### WRITTEN REQUEST
Render every line of the rows below as a Markdown table with two columns, Line No. and Line Text. Number the lines in order and leave out any blank lines.

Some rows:
----------------------------------------

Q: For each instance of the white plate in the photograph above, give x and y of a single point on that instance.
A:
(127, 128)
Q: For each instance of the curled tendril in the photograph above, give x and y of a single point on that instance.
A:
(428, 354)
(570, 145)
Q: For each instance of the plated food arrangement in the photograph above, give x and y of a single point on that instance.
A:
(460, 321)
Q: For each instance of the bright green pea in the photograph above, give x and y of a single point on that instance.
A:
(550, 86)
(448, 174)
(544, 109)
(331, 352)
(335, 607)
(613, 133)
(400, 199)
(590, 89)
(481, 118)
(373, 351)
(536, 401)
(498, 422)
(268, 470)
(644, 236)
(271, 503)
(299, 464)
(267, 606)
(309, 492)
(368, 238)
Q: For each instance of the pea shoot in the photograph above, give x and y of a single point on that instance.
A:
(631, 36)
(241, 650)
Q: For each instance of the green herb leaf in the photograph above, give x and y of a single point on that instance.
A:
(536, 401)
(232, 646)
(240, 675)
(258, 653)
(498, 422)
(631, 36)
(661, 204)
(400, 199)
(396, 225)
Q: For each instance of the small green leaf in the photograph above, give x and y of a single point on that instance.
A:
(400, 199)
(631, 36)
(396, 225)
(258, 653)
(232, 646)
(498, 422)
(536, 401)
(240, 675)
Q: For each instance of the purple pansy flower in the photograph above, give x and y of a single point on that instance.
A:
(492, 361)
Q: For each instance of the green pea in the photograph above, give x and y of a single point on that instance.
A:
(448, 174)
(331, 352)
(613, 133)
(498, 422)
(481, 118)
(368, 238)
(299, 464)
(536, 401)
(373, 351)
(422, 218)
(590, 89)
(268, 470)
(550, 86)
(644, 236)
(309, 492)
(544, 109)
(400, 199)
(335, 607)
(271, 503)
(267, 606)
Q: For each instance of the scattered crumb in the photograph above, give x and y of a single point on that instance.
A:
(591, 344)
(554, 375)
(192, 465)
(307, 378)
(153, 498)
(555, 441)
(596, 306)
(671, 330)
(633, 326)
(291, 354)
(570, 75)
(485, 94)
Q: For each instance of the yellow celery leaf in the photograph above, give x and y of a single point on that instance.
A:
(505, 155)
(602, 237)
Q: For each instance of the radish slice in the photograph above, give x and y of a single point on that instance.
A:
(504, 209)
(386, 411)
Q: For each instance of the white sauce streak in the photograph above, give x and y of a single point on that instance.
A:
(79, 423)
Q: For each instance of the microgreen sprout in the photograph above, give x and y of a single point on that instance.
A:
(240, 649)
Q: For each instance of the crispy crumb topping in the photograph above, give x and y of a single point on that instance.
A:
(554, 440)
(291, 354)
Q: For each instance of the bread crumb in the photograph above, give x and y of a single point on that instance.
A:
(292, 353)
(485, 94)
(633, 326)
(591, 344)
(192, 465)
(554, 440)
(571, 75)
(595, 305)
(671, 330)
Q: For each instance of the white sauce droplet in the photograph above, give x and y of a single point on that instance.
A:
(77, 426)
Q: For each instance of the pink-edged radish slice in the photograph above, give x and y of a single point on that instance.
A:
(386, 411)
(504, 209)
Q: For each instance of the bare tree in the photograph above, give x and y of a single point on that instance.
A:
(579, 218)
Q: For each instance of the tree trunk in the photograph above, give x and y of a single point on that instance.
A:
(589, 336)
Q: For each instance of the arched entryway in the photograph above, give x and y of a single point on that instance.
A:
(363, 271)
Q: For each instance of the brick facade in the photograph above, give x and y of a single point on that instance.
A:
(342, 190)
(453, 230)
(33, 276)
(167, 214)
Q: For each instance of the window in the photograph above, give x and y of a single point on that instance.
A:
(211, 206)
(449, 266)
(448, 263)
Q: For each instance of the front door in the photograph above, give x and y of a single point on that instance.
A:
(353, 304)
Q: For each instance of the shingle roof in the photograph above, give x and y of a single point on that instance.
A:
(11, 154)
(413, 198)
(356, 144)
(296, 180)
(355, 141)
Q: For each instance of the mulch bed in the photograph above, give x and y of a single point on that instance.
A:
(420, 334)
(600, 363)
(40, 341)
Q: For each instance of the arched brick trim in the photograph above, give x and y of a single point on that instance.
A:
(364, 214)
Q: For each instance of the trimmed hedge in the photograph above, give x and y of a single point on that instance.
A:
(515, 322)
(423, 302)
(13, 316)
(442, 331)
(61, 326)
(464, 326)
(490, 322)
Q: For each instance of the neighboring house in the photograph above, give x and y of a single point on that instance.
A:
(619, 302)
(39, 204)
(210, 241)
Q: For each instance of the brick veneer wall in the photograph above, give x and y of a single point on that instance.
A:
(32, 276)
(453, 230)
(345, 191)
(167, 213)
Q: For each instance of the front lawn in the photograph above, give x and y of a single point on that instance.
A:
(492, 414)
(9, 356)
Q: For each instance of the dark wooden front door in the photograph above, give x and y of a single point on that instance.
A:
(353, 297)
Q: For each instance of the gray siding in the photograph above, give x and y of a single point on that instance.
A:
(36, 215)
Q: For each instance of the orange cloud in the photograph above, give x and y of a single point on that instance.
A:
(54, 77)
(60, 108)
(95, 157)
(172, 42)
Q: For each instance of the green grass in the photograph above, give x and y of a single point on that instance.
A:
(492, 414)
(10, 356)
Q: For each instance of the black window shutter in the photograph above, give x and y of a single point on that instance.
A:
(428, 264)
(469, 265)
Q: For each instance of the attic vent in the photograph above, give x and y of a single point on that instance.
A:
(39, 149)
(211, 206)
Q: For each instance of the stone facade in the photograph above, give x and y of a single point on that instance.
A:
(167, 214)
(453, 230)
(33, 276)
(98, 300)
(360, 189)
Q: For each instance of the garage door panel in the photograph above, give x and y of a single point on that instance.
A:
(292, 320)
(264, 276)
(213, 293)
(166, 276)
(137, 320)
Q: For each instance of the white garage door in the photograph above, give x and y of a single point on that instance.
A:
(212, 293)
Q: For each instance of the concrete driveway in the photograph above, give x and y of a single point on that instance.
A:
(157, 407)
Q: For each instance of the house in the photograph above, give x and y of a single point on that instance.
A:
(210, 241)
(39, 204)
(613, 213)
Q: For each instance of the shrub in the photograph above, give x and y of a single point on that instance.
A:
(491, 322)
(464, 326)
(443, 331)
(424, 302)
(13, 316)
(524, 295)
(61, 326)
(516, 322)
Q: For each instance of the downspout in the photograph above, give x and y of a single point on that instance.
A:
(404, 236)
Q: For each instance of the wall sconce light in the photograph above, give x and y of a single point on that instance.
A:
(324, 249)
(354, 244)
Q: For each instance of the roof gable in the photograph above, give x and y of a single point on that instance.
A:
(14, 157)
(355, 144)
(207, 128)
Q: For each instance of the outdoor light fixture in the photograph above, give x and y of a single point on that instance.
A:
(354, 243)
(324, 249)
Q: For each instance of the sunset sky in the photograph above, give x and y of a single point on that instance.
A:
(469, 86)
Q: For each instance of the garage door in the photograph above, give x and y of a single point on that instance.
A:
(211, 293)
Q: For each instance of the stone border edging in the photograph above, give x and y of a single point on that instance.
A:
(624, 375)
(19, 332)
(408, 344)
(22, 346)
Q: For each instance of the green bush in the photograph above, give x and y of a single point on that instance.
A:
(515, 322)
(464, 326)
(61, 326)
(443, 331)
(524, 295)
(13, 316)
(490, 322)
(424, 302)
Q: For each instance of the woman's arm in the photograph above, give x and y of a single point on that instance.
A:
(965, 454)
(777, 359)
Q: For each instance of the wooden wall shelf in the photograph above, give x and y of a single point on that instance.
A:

----------------------------------------

### TASK OUTPUT
| Line No. | Line Text |
|---|---|
| 1 | Q: For each instance of the white plate in the photograph above, give x and y of a single point on that instance. |
| 2 | A: |
| 3 | (127, 128) |
| 4 | Q: For each instance of the curled tendril in the photograph above, give x and y of a single point on that instance. |
| 5 | A: |
| 6 | (428, 354) |
| 7 | (570, 145) |
| 8 | Q: For each instance of the plated food arrangement in the photograph above, give x and y of a single point on that instance. |
| 9 | A: |
| 10 | (460, 321) |
| 11 | Q: For each instance of the bright green pea in the photograph above, give x and y of a single point on that instance. |
| 12 | A: |
| 13 | (550, 86) |
| 14 | (448, 174) |
| 15 | (544, 109) |
| 16 | (331, 352) |
| 17 | (335, 607) |
| 18 | (613, 133) |
| 19 | (400, 199) |
| 20 | (590, 89) |
| 21 | (481, 118) |
| 22 | (373, 351) |
| 23 | (536, 401) |
| 24 | (498, 422) |
| 25 | (268, 470) |
| 26 | (644, 236) |
| 27 | (271, 503) |
| 28 | (299, 464) |
| 29 | (267, 606) |
| 30 | (309, 492) |
| 31 | (368, 238) |
| 32 | Q: For each instance of the pea shoot in the photograph above, give x and y of a single point on that instance. |
| 33 | A: |
| 34 | (631, 36) |
| 35 | (241, 650) |
| 36 | Q: For each instance of the green herb leaf in the photograph above, give x and y of a single point on that instance. |
| 37 | A: |
| 38 | (536, 401) |
| 39 | (232, 646) |
| 40 | (240, 675) |
| 41 | (258, 653) |
| 42 | (498, 422) |
| 43 | (631, 36) |
| 44 | (661, 204) |
| 45 | (400, 199) |
| 46 | (396, 225) |
| 47 | Q: For each instance of the small green leaf in the photograph above, give x and y of a single point on that instance. |
| 48 | A: |
| 49 | (400, 199) |
| 50 | (631, 36) |
| 51 | (396, 225) |
| 52 | (258, 653) |
| 53 | (232, 646) |
| 54 | (498, 422) |
| 55 | (536, 401) |
| 56 | (240, 675) |
| 57 | Q: For each instance of the purple pansy flower in the photograph above, give x and y of a single point on that instance. |
| 58 | A: |
| 59 | (492, 361) |
| 60 | Q: For each instance of the green pea in the photograph above, give x and y of a single point on that instance. |
| 61 | A: |
| 62 | (448, 174) |
| 63 | (331, 352) |
| 64 | (613, 133) |
| 65 | (498, 422) |
| 66 | (481, 118) |
| 67 | (368, 238) |
| 68 | (299, 464) |
| 69 | (536, 401) |
| 70 | (373, 351) |
| 71 | (422, 218) |
| 72 | (590, 89) |
| 73 | (268, 470) |
| 74 | (550, 86) |
| 75 | (644, 236) |
| 76 | (309, 492) |
| 77 | (544, 109) |
| 78 | (400, 199) |
| 79 | (335, 607) |
| 80 | (271, 503) |
| 81 | (267, 606) |
| 82 | Q: For each instance of the scattered crumb in the photograph above, give x and y of a single point on that instance. |
| 83 | A: |
| 84 | (591, 344) |
| 85 | (554, 375) |
| 86 | (192, 465) |
| 87 | (307, 378) |
| 88 | (153, 498) |
| 89 | (555, 441) |
| 90 | (596, 306) |
| 91 | (671, 330) |
| 92 | (633, 326) |
| 93 | (291, 354) |
| 94 | (570, 75) |
| 95 | (485, 94) |
| 96 | Q: For each instance of the yellow celery leaf in the photograph above, give x and y of a single point on that instance. |
| 97 | A: |
| 98 | (505, 155) |
| 99 | (602, 237) |
| 100 | Q: For each instance of the radish slice in the photograph above, give x and y of a single point on that instance. |
| 101 | A: |
| 102 | (504, 209) |
| 103 | (386, 411) |
| 104 | Q: For each instance of the white sauce streak in the photograph above, give x and y of a single point on that instance. |
| 105 | A: |
| 106 | (79, 423) |
| 107 | Q: For each instance of the microgreen sprout in the photograph above, give x and y of a single point on that instance. |
| 108 | A: |
| 109 | (240, 649) |
| 110 | Q: For each instance of the crispy crumb topping in the photograph above, give x and y of a single point on that instance. |
| 111 | A: |
| 112 | (554, 440) |
| 113 | (291, 354) |
| 114 | Q: For each instance of the bread crumb in the photograph above, give x and y of a single point on that instance. |
| 115 | A: |
| 116 | (292, 353) |
| 117 | (485, 94) |
| 118 | (633, 326) |
| 119 | (591, 344) |
| 120 | (192, 465) |
| 121 | (554, 440) |
| 122 | (571, 75) |
| 123 | (595, 305) |
| 124 | (671, 330) |
| 125 | Q: For each instance of the white sauce droplet in the photograph above, give x and y of a single point on that instance. |
| 126 | A: |
| 127 | (77, 426) |
| 128 | Q: For each instance of the pink-edged radish slice in the photograph above, give x and y of a single point on that instance. |
| 129 | A: |
| 130 | (386, 411) |
| 131 | (504, 209) |
| 132 | Q: For each instance of the bare tree in the photograph above, give x and y of a single point on that instance. |
| 133 | A: |
| 134 | (579, 218) |
| 135 | Q: For each instance of the tree trunk in the photograph above, give x and y of a single point on that instance. |
| 136 | A: |
| 137 | (589, 336) |
| 138 | Q: For each instance of the arched entryway in the photograph above, give x and y of a single point on that instance. |
| 139 | A: |
| 140 | (363, 271) |
| 141 | Q: For each instance of the brick facade in the photograph above, give x and y of a single point on that instance. |
| 142 | A: |
| 143 | (342, 190) |
| 144 | (453, 230) |
| 145 | (33, 276) |
| 146 | (167, 214) |
| 147 | Q: For each instance of the window in the photograph above, give x and y of a single point on that instance. |
| 148 | A: |
| 149 | (211, 206) |
| 150 | (449, 266) |
| 151 | (448, 263) |
| 152 | Q: For each instance of the front door in the photograph above, give x and y of a single point on that instance. |
| 153 | A: |
| 154 | (353, 304) |
| 155 | Q: For each instance of the shingle roof in the photograph above, give x and y of a single point on that instance. |
| 156 | A: |
| 157 | (11, 154) |
| 158 | (413, 198) |
| 159 | (356, 144) |
| 160 | (296, 180) |
| 161 | (355, 141) |
| 162 | Q: For each instance of the mulch bed in the photograph above, give x and y of a single point on that instance. |
| 163 | A: |
| 164 | (420, 334) |
| 165 | (600, 363) |
| 166 | (40, 341) |
| 167 | Q: For each instance of the arched brick trim in the photograph above, give x and y of a single point on that instance. |
| 168 | A: |
| 169 | (364, 214) |
| 170 | Q: For each instance of the trimmed hedge in the photograph above, give x and y of a single point on that instance. |
| 171 | A: |
| 172 | (515, 322) |
| 173 | (423, 302) |
| 174 | (13, 316) |
| 175 | (442, 331) |
| 176 | (61, 326) |
| 177 | (464, 326) |
| 178 | (490, 322) |
| 179 | Q: For each instance of the neighboring house in the photograph above, give x and y of a single point on that instance. |
| 180 | A: |
| 181 | (619, 302) |
| 182 | (39, 204) |
| 183 | (210, 241) |
| 184 | Q: For each instance of the brick veneer wall in the photograph above, give x and y of a single point on that instance. |
| 185 | A: |
| 186 | (32, 276) |
| 187 | (453, 230) |
| 188 | (345, 191) |
| 189 | (167, 213) |
| 190 | Q: For each instance of the front lawn in the photograph above, give x and y of a single point on that instance. |
| 191 | A: |
| 192 | (492, 414) |
| 193 | (9, 356) |
| 194 | Q: For each instance of the dark wooden front door in the photograph above, give x and y of a single point on that instance. |
| 195 | A: |
| 196 | (353, 297) |
| 197 | Q: For each instance of the gray siding in the photograph above, give x and y of a single point on that instance. |
| 198 | A: |
| 199 | (36, 215) |
| 200 | Q: For each instance of the orange cloud in the photograph above, give x and y of a single point on that instance. |
| 201 | A: |
| 202 | (54, 77) |
| 203 | (60, 108) |
| 204 | (95, 157) |
| 205 | (172, 42) |
| 206 | Q: For each instance of the green grass in the photograph above, give x and y of a single point on that instance. |
| 207 | A: |
| 208 | (492, 414) |
| 209 | (10, 356) |
| 210 | Q: For each instance of the black window shutter in the photograph above, give x and y of a single point on that instance. |
| 211 | A: |
| 212 | (428, 264) |
| 213 | (469, 265) |
| 214 | Q: For each instance of the attic vent in the photograph above, give x and y of a single point on that instance. |
| 215 | A: |
| 216 | (39, 149) |
| 217 | (211, 206) |
| 218 | Q: For each instance of the stone facade in the photograph above, give x and y of a single point on that instance. |
| 219 | A: |
| 220 | (167, 214) |
| 221 | (453, 230) |
| 222 | (33, 276) |
| 223 | (98, 300) |
| 224 | (360, 189) |
| 225 | Q: For each instance of the garage door panel in the photograph above, give x and y of a single point on that instance. |
| 226 | A: |
| 227 | (292, 320) |
| 228 | (264, 276) |
| 229 | (213, 293) |
| 230 | (166, 276) |
| 231 | (137, 320) |
| 232 | Q: For each instance of the white garage door in the photograph above, give x and y of a single point on that instance. |
| 233 | A: |
| 234 | (212, 293) |
| 235 | Q: For each instance of the concrete driveway in the photograph above, give x and y of a single point on that instance. |
| 236 | A: |
| 237 | (157, 407) |
| 238 | Q: For each instance of the house in the photograph above, give x and y of a single point on that instance. |
| 239 | A: |
| 240 | (210, 241) |
| 241 | (39, 204) |
| 242 | (613, 213) |
| 243 | Q: For each instance of the shrub in the photograph above, give x and y of a single point on that instance. |
| 244 | A: |
| 245 | (491, 322) |
| 246 | (464, 326) |
| 247 | (443, 331) |
| 248 | (424, 302) |
| 249 | (13, 316) |
| 250 | (524, 295) |
| 251 | (61, 326) |
| 252 | (516, 322) |
| 253 | Q: For each instance of the downspout in the photograph above, give x and y of a single point on that instance. |
| 254 | A: |
| 255 | (404, 236) |
| 256 | Q: For each instance of the wall sconce light in the photograph above, give x and y of a single point on that instance. |
| 257 | A: |
| 258 | (324, 249) |
| 259 | (354, 244) |
| 260 | Q: For each instance of the roof gable in the photograph above, give x and y of a single point on that instance. |
| 261 | A: |
| 262 | (14, 157) |
| 263 | (355, 144) |
| 264 | (207, 128) |
| 265 | Q: For each instance of the outdoor light fixture in the photograph above, give x and y of a single point on that instance. |
| 266 | A: |
| 267 | (354, 243) |
| 268 | (324, 249) |
| 269 | Q: For each instance of the sunset sky in the photograph above, give x and y of a single point on that instance. |
| 270 | A: |
| 271 | (469, 86) |
| 272 | Q: For each instance of the garage door in the photograph above, give x and y of a single point on that instance. |
| 273 | A: |
| 274 | (211, 293) |
| 275 | Q: For each instance of the stone border edging in the photograph above, give x and y of a single point on that instance. |
| 276 | A: |
| 277 | (624, 375) |
| 278 | (19, 332) |
| 279 | (408, 344) |
| 280 | (22, 346) |
| 281 | Q: For each instance of the green bush in the photograph above, give x and y of a single point on that instance. |
| 282 | A: |
| 283 | (515, 322) |
| 284 | (464, 326) |
| 285 | (61, 326) |
| 286 | (443, 331) |
| 287 | (524, 295) |
| 288 | (13, 316) |
| 289 | (490, 322) |
| 290 | (424, 302) |
| 291 | Q: For each instance of the woman's arm in the photograph above, give x and y of a single point on that instance. |
| 292 | A: |
| 293 | (965, 454) |
| 294 | (777, 359) |
| 295 | Q: For each instance of the wooden wall shelf in the photograph above, give x and y of a single point on that instance. |
| 296 | A: |